§ **Lista de tareas**:
• A. Di si cada afirmación coincide con el fragmento sobre la tortura en El Estadio y responde sí o no, citando literalmente las palabras que lo deciden: (i) el mundo personal se compone de tres estratos; (ii) los presos fabricaban naipes con pedazos de madera; (iii) el estadio se presenta como un espacio permanente.
• B. Vuelve a escribir sin cambios el pasaje del fragmento sobre la tortura en El Estadio que va desde "Carmen Gloria Carvajal" hasta "y el lingüístico.", ambos incluidos.

§ **Fragmento para leer**:
La fragmentación de la subjetividad en la tortura: Una mirada a la poética del espacio en El Estadio, de Sergio Villegas.
Carmen Gloria Carvajal V.
Magíster en Literatura
Universidad de Playa Ancha de Valparaíso.
En regímenes autoritarios, uno de los mecanismos represivos de mayor impacto es la tortura. Ésta busca fragmentar al Otro a través del desmoronamiento del mundo personal el cual está compuesto por tres estratos: el lúdico, el psicológico y el lingüístico.
Por otro lado, la resistencia crea medios para sobrevivir y mantenerse en su lucha. Es de esta manera como el relato testimonial El Estadio, de Sergio Villegas[1], representa una muestra de la desilusión, persecución y tortura de los comunistas por los militares en Chile para el Golpe de Estado de 1973, y como el estadio, un espacio de transitoriedad, un no lugar según Augé[2], se convierte, a través de la experiencia de los detenidos, en un lugar de memoria.
En relación a los estratos mencionados anteriormente, el estrato lúdico está dado por la capacidad de creatividad de los opresores. Se divierten creando situaciones que recuerdan juegos infantiles: la gallinita ciega, el montoncito, etc. O se burlan recordando la crueldad infantil:
Había un hostigamiento constante en pequeñas cosas, pinchazos que en esas condiciones llegan muy al fondo y desesperan, todo con una crueldad torpe que ellos consideraban a veces muy graciosa. Era, por ejemplo, el agua que echaban a correr cuando a uno lo llevaban al baño, frente al cual había una llave, sin permitirle acercarse. Uno la oía y sentía ganas de correr. O era el humo que le echaban a la cara, a grandes bocanadas, al preso que tuvo la ingenuidad de preguntar: “¿Me podría conseguir un cigarrito? (p. 88)
Sin embargo, este libro presenta un rasgo singular: los presos en el estadio, para no perder la cordura, crean sus propios juegos, ya sea por evasión o distracción: con cal dibujan tableros de ajedrez y un joven artesano esculpe en pedazos de madera las piezas necesarias, con cartones de detergente hacen naipes, etcétera.

§ **Información mostrada**:
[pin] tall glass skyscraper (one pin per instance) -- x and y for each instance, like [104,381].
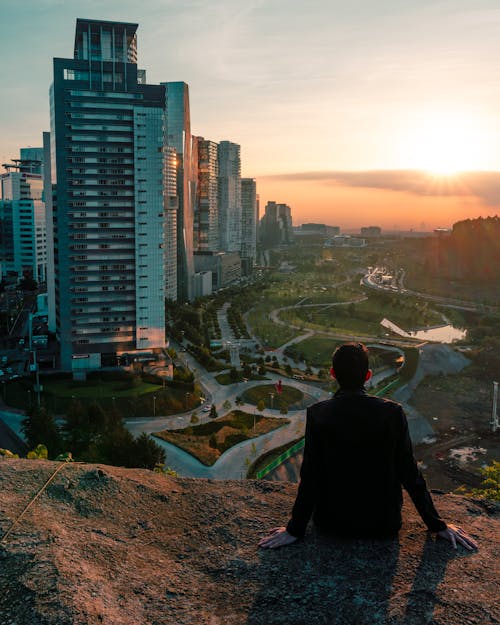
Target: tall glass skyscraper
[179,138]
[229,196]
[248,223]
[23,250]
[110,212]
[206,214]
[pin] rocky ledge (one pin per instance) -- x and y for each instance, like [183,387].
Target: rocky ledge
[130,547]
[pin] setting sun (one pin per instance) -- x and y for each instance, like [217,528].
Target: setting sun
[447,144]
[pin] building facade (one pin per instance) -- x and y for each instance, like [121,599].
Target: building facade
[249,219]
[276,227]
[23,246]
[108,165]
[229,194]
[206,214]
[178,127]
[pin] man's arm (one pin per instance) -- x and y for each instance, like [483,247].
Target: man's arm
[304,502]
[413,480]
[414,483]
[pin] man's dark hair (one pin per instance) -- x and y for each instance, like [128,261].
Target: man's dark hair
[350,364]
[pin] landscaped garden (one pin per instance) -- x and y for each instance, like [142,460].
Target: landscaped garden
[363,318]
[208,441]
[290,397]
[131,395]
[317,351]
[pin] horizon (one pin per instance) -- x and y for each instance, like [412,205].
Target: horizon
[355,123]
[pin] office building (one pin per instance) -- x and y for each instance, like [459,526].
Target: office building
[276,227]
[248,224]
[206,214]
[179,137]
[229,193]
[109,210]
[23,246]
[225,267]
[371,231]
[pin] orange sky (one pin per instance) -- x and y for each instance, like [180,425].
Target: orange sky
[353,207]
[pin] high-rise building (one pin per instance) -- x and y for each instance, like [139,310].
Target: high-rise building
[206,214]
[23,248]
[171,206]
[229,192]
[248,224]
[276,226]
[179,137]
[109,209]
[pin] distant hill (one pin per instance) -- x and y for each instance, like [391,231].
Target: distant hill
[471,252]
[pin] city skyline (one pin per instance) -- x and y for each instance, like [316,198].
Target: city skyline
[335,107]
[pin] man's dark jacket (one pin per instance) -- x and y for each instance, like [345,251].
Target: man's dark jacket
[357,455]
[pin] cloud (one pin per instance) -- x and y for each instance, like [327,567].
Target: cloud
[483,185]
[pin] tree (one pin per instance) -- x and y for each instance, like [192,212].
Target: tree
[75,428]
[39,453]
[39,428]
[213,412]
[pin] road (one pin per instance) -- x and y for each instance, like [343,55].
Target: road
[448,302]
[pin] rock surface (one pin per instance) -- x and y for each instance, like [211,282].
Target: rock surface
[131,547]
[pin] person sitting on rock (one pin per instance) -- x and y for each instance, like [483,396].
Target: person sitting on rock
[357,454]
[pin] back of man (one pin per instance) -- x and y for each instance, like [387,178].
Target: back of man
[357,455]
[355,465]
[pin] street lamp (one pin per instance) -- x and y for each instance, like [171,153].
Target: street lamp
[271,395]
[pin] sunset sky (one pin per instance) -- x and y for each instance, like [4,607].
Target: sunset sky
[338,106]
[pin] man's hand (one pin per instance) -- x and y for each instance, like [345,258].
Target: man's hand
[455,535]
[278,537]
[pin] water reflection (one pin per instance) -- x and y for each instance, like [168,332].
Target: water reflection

§ **Respuestas del ejercicio**:
• A.
(i) Sí: "el cual está compuesto por tres estratos: el lúdico, el psicológico y el lingüístico".
(ii) No: "con cartones de detergente hacen naipes".
(iii) No: "un espacio de transitoriedad".

• B.
Carmen Gloria Carvajal V.
Magíster en Literatura
Universidad de Playa Ancha de Valparaíso.
En regímenes autoritarios, uno de los mecanismos represivos de mayor impacto es la tortura. Ésta busca fragmentar al Otro a través del desmoronamiento del mundo personal el cual está compuesto por tres estratos: el lúdico, el psicológico y el lingüístico.